Exercise prompt → Each entry has to be set down again with no alteration.

Stored data
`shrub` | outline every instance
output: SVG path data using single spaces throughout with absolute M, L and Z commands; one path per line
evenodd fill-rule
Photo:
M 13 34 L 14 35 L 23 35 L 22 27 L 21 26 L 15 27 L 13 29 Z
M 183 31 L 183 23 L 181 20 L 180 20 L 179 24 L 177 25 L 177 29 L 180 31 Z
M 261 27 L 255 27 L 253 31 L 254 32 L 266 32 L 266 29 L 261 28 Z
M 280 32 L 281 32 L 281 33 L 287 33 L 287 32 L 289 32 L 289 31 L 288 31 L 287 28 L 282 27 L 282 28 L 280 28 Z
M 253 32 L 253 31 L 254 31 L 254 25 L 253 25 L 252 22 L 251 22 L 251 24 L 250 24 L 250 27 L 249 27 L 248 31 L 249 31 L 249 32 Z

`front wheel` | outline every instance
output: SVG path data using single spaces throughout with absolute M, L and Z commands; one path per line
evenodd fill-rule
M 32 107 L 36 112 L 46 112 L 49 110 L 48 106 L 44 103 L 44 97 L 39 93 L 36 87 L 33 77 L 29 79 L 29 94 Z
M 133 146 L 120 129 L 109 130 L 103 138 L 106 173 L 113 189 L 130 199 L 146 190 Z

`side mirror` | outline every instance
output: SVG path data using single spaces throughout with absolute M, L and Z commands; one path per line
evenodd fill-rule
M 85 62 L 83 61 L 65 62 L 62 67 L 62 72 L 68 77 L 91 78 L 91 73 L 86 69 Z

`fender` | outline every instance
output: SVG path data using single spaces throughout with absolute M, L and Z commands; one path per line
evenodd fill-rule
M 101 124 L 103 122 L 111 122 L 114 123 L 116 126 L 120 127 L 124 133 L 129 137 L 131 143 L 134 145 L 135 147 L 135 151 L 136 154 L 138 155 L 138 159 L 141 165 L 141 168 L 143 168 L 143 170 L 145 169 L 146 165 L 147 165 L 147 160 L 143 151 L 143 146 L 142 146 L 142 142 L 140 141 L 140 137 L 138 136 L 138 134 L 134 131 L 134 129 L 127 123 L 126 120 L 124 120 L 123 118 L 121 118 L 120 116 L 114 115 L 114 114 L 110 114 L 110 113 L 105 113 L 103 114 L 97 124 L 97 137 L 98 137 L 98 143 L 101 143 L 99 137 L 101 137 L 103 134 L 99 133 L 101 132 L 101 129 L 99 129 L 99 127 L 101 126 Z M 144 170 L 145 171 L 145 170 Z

Written solution →
`shrub` | outline every instance
output: SVG path data using single spaces throughout with absolute M, L and Z commands; one path per line
evenodd fill-rule
Photo:
M 13 34 L 14 35 L 23 35 L 22 27 L 21 26 L 15 27 L 13 29 Z
M 183 31 L 183 23 L 181 20 L 180 20 L 179 24 L 177 25 L 177 29 L 180 31 Z
M 261 27 L 255 27 L 253 31 L 254 32 L 266 32 L 266 29 L 261 28 Z
M 280 32 L 281 32 L 281 33 L 287 33 L 287 32 L 289 32 L 289 31 L 288 31 L 287 28 L 282 27 L 282 28 L 280 28 Z
M 253 32 L 253 31 L 254 31 L 254 25 L 253 25 L 252 22 L 251 22 L 251 24 L 250 24 L 250 27 L 249 27 L 248 31 L 249 31 L 249 32 Z

`front wheel` | outline every instance
output: SVG path data using single spaces throughout with absolute M, L and Z commands; one path per line
evenodd fill-rule
M 32 107 L 36 112 L 46 112 L 49 110 L 48 106 L 44 103 L 44 97 L 39 93 L 36 87 L 33 77 L 29 79 L 29 94 Z
M 133 146 L 120 129 L 109 130 L 103 138 L 106 173 L 113 189 L 130 199 L 146 190 Z

`side mirror` | outline every instance
output: SVG path data using single spaces throughout with absolute M, L and Z commands; one path per line
evenodd fill-rule
M 85 62 L 83 61 L 65 62 L 62 67 L 62 72 L 68 77 L 91 78 L 91 73 L 86 69 Z

`fender` | outline every instance
output: SVG path data using single spaces throughout with absolute M, L and Z commands; one path per line
evenodd fill-rule
M 101 124 L 103 122 L 111 122 L 114 123 L 116 126 L 120 127 L 124 133 L 129 137 L 131 143 L 134 145 L 135 147 L 135 151 L 136 154 L 138 155 L 138 159 L 141 165 L 141 168 L 143 168 L 143 170 L 145 169 L 146 165 L 147 165 L 147 160 L 143 151 L 143 146 L 142 146 L 142 142 L 140 141 L 140 137 L 138 136 L 138 134 L 134 131 L 134 129 L 127 123 L 126 120 L 124 120 L 123 118 L 121 118 L 120 116 L 114 115 L 114 114 L 110 114 L 110 113 L 105 113 L 103 114 L 97 124 L 97 137 L 98 137 L 98 143 L 101 143 L 99 137 L 101 137 L 103 134 L 99 133 L 101 132 L 101 129 L 99 129 L 99 127 L 101 126 Z M 144 170 L 145 171 L 145 170 Z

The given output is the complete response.